(Records from a data collection)
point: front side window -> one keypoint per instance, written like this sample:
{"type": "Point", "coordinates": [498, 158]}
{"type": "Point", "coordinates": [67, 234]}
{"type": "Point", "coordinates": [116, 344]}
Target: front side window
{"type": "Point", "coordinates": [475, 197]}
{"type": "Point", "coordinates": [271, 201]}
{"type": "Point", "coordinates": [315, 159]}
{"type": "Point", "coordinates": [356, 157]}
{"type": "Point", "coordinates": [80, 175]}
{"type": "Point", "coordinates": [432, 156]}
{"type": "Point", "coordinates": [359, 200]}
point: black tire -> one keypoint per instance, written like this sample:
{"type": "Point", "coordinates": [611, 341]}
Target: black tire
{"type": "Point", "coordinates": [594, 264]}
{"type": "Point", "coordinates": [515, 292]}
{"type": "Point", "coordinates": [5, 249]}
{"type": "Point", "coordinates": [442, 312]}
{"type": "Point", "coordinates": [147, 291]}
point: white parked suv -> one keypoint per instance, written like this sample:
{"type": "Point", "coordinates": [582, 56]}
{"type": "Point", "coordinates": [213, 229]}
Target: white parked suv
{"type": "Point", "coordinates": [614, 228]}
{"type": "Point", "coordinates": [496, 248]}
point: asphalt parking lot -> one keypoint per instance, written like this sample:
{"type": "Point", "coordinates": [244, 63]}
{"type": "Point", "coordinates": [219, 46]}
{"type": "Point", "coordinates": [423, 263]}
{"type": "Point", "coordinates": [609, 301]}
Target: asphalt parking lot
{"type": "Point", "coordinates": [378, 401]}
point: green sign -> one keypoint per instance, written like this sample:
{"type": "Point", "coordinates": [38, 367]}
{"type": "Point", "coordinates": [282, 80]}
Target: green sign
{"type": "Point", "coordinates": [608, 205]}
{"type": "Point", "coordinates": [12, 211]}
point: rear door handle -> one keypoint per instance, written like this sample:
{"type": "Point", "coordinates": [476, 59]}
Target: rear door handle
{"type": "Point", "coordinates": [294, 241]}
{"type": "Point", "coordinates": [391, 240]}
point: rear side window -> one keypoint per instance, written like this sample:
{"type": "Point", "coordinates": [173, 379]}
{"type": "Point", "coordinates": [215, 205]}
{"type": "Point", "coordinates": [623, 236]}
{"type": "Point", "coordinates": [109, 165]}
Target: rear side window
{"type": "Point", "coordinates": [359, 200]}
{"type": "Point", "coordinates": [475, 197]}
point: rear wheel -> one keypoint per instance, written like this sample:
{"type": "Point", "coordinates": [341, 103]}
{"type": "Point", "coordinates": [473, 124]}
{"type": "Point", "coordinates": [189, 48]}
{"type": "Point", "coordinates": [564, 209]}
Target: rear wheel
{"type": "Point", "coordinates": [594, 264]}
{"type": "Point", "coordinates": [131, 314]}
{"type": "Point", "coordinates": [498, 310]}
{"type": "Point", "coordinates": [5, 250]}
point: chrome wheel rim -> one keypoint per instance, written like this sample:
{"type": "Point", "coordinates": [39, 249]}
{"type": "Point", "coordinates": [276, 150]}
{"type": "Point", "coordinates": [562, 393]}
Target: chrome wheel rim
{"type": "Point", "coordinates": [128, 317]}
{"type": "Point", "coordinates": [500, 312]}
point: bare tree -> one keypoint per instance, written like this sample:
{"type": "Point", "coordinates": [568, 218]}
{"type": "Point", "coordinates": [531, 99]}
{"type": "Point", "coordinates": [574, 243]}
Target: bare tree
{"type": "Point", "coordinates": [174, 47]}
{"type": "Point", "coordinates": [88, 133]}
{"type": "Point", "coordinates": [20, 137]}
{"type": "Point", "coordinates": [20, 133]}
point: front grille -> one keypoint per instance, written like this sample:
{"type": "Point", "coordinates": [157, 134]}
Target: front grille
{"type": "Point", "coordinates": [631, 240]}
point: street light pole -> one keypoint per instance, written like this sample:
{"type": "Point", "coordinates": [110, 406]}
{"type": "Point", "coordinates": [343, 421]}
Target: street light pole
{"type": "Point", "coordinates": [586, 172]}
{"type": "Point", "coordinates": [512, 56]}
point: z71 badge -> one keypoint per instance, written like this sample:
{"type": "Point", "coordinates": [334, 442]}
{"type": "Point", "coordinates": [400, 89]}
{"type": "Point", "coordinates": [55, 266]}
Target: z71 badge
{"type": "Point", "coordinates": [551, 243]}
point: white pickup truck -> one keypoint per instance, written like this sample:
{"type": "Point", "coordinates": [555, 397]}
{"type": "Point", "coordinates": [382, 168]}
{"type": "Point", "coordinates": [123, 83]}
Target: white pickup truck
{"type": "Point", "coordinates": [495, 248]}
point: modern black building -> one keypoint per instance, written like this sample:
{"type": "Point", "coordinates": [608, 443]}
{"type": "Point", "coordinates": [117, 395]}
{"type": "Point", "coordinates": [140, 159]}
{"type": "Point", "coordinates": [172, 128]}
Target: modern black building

▶ Problem statement: State the number of lines in the preceding entries that include the word "building". Provide nothing else.

▶ Written response: 2